++++ Records for this task ++++
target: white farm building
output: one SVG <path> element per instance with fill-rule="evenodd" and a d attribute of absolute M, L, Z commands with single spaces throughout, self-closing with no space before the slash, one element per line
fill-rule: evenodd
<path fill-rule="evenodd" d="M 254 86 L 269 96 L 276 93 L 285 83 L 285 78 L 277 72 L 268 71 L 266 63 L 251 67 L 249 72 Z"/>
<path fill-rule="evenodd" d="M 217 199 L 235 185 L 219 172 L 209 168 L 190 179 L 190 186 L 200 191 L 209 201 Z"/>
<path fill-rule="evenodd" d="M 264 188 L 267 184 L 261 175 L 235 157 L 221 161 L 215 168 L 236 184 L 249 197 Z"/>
++++
**Task objective**:
Reproduce the records above in full, substituting "gray barn" for "white farm building" and keeping every other character the same.

**Task response**:
target: gray barn
output: one SVG <path> element per instance with fill-rule="evenodd" and a d attribute of absolute M, L, Z commands with single spaces throughout, self-closing with no space before the slash, one element per line
fill-rule: evenodd
<path fill-rule="evenodd" d="M 254 86 L 269 96 L 276 93 L 285 83 L 285 78 L 277 72 L 268 71 L 266 63 L 251 67 L 249 72 Z"/>
<path fill-rule="evenodd" d="M 217 199 L 235 185 L 219 172 L 209 168 L 190 179 L 190 186 L 200 191 L 209 201 Z"/>
<path fill-rule="evenodd" d="M 264 188 L 267 184 L 261 175 L 235 157 L 221 161 L 215 168 L 236 184 L 249 197 Z"/>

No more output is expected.